8

I am trying to create a way to navigate my log files and the main features I need are:

  1. search for strings inside log file (and returning line of occurrences).
  2. pagination from line x to line y.

Now I was checking Logstash and it was looking great for my first feature (searching), but not so much for the second one. I was under the idea that I could somehow index the file line number along with the log information of each record, but I can't seem to find a way.

Is there somehow a Logstash Filter to do this? or a Filebeat processor? I can't make it work.

I was thinking that maybe I could create a way for all my processes to log into a database with processed information, but that's also kind of impossible (or very difficult) because the Log Handler also doesn't know what's the current log line.

At the end what I could do is, for serving a way to paginate my log file (through a service) would be to actually open it, navigate to a specific line and show it in a service which is not very optimal, as the file could be very big, and I am already indexing it into Elasticsearch (with Logstash).

My current configuration is very simple:

Filebeat

filebeat.prospectors:
- type: log
  paths:
    - /path/of/logs/*.log
output.logstash:
  hosts: ["localhost:5044"]

Logstash

input {
    beats {
        port => "5044"
    }
}
output {
  elasticsearch {
        hosts => [ "localhost:9200" ]
    }
}

Right now for example I am getting an item like:

    {
      "beat": {
        "hostname": "my.local",
        "name": "my.local",
        "version": "6.2.2"
      },
      "@timestamp": "2018-02-26T04:25:16.832Z",
      "host": "my.local",
      "tags": [
        "beats_input_codec_plain_applied",
      ],
      "prospector": {
        "type": "log"
      },
      "@version": "1",
      "message": "2018-02-25 22:37:55 [mylibrary] INFO: this is an example log line",
      "source": "/path/of/logs/example.log",
      "offset": 1124
    }

If I could somehow include into that item a field like line_number: 1, would be great as I could use Elasticsearch filters to actually navigate through the whole logs.

**Required task A:**
Duplicate the full forum post on numbering log lines with Logstash and Filebeat, word for word and with nothing left out.

**Data listing:**
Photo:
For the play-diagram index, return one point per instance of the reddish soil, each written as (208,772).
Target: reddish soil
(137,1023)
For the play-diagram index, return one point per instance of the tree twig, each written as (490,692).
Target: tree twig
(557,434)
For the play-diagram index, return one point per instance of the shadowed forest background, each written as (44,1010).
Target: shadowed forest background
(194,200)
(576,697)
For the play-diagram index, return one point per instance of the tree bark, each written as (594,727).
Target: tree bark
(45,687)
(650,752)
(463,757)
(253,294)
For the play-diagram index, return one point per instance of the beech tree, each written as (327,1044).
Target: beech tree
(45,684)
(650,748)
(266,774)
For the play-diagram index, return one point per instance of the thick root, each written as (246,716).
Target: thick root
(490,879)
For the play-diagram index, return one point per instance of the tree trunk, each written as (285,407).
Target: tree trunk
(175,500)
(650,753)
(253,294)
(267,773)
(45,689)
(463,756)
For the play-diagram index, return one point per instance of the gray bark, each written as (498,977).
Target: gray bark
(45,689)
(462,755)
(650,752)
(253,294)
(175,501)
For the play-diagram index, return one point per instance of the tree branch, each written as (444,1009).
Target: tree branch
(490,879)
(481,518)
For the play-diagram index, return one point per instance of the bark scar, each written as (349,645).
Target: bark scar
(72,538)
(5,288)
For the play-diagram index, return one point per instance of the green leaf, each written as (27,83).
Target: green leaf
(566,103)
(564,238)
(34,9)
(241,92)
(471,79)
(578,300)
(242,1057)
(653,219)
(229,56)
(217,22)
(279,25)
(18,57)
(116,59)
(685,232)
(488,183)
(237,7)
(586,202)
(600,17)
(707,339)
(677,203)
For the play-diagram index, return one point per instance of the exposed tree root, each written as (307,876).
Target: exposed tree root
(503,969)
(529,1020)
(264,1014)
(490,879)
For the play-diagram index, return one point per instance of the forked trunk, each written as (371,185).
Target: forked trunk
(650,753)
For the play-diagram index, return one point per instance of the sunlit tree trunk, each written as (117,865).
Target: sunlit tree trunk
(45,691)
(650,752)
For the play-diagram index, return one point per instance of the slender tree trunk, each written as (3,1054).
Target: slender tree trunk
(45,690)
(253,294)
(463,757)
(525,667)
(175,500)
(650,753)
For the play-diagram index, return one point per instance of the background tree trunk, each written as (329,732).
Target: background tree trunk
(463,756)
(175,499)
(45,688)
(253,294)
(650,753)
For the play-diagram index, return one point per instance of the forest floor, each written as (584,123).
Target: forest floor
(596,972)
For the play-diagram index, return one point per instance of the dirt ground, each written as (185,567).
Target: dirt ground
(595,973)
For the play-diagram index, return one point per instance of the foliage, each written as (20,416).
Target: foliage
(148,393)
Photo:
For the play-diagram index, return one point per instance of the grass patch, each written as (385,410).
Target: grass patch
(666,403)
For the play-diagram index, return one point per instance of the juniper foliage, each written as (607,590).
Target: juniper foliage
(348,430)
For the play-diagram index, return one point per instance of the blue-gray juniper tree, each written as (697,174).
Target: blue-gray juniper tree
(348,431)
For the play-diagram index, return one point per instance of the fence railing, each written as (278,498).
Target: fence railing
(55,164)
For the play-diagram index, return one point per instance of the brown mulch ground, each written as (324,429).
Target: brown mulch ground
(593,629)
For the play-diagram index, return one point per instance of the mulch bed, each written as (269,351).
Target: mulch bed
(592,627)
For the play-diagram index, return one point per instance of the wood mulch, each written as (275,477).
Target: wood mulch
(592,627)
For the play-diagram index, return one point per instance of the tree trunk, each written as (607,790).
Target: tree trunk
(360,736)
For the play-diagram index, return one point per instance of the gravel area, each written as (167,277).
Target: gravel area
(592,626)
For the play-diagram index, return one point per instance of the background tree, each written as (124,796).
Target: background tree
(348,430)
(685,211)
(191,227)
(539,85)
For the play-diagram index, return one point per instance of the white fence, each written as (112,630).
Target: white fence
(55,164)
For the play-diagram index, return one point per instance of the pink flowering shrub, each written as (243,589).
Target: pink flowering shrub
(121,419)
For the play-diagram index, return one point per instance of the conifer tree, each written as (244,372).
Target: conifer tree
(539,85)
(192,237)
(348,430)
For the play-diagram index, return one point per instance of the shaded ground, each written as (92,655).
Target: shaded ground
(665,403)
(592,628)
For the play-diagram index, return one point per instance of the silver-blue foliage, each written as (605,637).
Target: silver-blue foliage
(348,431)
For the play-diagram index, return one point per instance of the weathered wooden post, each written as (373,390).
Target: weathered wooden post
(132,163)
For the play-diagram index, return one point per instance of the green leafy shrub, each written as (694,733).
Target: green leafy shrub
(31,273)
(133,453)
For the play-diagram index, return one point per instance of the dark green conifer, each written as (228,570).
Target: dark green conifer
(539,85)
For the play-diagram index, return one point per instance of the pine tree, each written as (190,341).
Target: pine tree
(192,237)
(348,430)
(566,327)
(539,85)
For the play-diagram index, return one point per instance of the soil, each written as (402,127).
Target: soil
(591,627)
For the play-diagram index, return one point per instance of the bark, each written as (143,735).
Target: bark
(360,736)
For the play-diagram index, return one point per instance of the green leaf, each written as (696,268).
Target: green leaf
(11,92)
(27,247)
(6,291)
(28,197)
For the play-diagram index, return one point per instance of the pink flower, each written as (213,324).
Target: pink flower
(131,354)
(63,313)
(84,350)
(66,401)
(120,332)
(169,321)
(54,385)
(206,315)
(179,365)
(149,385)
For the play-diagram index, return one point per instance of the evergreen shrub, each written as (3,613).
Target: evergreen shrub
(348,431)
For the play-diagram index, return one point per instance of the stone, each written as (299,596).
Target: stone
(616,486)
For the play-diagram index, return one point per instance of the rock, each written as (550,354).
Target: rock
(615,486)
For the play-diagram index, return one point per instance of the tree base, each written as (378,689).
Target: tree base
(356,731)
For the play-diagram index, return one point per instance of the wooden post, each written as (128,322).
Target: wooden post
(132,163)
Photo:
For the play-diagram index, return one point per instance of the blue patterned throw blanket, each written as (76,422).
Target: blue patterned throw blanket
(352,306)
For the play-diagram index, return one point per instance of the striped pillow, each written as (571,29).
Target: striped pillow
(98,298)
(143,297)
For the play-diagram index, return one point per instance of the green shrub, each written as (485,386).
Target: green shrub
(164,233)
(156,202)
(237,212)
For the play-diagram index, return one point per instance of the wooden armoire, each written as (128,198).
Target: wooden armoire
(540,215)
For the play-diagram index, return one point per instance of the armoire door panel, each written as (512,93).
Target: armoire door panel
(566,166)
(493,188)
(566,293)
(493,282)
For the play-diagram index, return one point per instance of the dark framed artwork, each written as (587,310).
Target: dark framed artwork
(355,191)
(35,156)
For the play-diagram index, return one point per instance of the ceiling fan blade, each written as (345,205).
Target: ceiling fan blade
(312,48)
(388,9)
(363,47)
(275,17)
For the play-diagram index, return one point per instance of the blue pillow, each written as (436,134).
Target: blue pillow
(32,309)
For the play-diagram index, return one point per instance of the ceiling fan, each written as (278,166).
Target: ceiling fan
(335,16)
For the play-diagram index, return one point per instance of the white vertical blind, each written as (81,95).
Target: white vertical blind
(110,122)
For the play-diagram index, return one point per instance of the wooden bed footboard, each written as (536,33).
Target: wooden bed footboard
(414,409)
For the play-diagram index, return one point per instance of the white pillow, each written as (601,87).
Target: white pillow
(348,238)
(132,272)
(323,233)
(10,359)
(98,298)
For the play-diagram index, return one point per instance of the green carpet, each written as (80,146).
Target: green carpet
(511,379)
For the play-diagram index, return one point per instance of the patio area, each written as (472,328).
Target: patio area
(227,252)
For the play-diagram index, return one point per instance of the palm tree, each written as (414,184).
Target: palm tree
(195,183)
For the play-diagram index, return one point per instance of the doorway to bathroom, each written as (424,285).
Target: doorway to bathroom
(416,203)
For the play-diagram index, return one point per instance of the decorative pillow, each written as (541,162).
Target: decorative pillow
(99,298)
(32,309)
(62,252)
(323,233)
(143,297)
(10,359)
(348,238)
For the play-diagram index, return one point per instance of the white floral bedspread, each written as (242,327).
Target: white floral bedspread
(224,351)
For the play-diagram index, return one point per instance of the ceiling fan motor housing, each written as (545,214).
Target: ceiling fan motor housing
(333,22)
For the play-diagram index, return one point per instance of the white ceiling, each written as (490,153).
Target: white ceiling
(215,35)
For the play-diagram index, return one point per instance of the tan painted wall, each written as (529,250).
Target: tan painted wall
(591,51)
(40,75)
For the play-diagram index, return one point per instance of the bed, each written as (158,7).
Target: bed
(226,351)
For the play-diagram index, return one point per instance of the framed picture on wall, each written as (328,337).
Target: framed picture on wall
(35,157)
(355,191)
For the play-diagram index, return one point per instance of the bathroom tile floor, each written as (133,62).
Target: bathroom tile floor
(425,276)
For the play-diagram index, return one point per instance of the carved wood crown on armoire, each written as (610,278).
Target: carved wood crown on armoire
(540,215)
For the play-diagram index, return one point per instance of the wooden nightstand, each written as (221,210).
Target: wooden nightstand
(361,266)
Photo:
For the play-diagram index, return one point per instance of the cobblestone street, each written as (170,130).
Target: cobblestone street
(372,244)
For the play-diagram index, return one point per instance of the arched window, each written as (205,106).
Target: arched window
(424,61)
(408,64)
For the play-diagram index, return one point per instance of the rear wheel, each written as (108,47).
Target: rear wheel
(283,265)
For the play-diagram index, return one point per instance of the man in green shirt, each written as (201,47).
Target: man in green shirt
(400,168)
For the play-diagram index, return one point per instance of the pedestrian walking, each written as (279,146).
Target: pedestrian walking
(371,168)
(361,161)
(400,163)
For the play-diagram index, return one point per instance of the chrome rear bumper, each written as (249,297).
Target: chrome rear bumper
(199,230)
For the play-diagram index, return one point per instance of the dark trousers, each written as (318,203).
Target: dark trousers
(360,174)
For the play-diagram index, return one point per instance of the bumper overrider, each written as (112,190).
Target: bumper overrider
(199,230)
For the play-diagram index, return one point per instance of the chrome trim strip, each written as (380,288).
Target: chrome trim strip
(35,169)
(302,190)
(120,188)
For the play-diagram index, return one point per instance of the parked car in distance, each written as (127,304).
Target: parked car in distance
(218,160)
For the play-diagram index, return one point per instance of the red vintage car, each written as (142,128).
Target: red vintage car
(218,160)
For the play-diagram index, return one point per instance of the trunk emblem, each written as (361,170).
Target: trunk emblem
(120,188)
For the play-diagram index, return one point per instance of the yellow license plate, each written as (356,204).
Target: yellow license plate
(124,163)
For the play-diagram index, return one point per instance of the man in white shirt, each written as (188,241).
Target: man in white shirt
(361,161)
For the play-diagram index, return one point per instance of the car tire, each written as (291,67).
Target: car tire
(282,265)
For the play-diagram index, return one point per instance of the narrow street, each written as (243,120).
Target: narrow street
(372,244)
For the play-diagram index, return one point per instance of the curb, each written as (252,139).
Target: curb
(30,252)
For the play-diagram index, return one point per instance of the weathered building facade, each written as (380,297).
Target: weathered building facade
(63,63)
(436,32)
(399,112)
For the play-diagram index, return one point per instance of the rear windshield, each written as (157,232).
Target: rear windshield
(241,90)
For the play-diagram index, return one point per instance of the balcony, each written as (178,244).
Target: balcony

**Required task B:**
Find every line in the records that contains the string "shaded", matching case, and copy each of those lines.

**Task solution A:**
8

I am trying to create a way to navigate my log files and the main features I need are:

  1. search for strings inside log file (and returning line of occurrences).
  2. pagination from line x to line y.

Now I was checking Logstash and it was looking great for my first feature (searching), but not so much for the second one. I was under the idea that I could somehow index the file line number along with the log information of each record, but I can't seem to find a way.

Is there somehow a Logstash Filter to do this? or a Filebeat processor? I can't make it work.

I was thinking that maybe I could create a way for all my processes to log into a database with processed information, but that's also kind of impossible (or very difficult) because the Log Handler also doesn't know what's the current log line.

At the end what I could do is, for serving a way to paginate my log file (through a service) would be to actually open it, navigate to a specific line and show it in a service which is not very optimal, as the file could be very big, and I am already indexing it into Elasticsearch (with Logstash).

My current configuration is very simple:

Filebeat

filebeat.prospectors:
- type: log
  paths:
    - /path/of/logs/*.log
output.logstash:
  hosts: ["localhost:5044"]

Logstash

input {
    beats {
        port => "5044"
    }
}
output {
  elasticsearch {
        hosts => [ "localhost:9200" ]
    }
}

Right now for example I am getting an item like:

    {
      "beat": {
        "hostname": "my.local",
        "name": "my.local",
        "version": "6.2.2"
      },
      "@timestamp": "2018-02-26T04:25:16.832Z",
      "host": "my.local",
      "tags": [
        "beats_input_codec_plain_applied",
      ],
      "prospector": {
        "type": "log"
      },
      "@version": "1",
      "message": "2018-02-25 22:37:55 [mylibrary] INFO: this is an example log line",
      "source": "/path/of/logs/example.log",
      "offset": 1124
    }

If I could somehow include into that item a field like line_number: 1, would be great as I could use Elasticsearch filters to actually navigate through the whole logs.

**Task solution B:**
For the play-diagram index, return one point per instance of the shaded ground, each written as (92,655).
Target: shaded ground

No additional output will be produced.